* **GIVEN TASK**:
Show every line of the records below that contains the word "balloon", copying each such line in full. Case counts.
* begin *
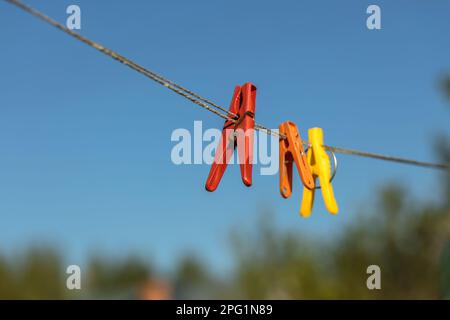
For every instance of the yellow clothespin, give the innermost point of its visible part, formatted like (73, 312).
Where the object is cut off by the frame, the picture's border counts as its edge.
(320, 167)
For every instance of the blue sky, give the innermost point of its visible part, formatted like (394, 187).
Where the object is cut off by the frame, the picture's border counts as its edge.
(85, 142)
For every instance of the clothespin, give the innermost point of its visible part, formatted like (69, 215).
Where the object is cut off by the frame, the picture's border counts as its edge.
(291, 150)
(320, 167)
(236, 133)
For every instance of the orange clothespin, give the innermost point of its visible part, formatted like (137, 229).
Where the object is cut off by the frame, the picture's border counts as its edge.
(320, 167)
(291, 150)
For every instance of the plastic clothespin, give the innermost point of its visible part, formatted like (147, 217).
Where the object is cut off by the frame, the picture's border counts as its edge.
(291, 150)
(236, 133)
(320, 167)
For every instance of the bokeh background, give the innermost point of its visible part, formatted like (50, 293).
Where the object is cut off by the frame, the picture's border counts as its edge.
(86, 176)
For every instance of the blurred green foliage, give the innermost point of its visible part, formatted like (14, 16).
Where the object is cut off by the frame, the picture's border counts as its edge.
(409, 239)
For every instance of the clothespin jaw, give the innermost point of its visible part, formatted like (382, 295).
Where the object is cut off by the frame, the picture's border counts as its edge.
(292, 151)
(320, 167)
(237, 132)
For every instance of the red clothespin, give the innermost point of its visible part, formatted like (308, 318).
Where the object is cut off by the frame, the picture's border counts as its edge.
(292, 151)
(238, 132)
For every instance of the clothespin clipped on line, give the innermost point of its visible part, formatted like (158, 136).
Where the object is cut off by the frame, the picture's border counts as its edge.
* end *
* begin *
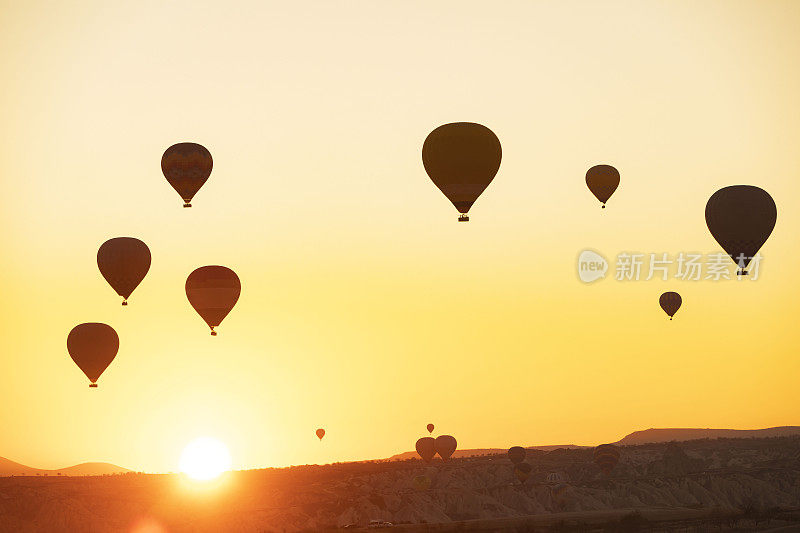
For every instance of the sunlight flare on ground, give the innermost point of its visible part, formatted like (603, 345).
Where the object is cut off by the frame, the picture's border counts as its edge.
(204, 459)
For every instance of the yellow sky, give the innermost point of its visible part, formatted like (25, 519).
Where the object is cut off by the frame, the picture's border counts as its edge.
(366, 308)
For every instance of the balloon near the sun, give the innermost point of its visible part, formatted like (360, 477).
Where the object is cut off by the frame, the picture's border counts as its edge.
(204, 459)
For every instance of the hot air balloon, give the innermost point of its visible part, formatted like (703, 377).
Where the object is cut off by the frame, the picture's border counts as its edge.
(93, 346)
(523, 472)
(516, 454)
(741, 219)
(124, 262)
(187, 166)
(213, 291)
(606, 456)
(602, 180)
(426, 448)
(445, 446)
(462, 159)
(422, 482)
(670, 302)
* end *
* **ANSWER TO THIS PROBLEM**:
For every instance of the balloon near the sun, give the innermost point of its visible part, formatted like (360, 477).
For every instance of the hot air balloon, give the innermost point of its visible part, formatted like (703, 377).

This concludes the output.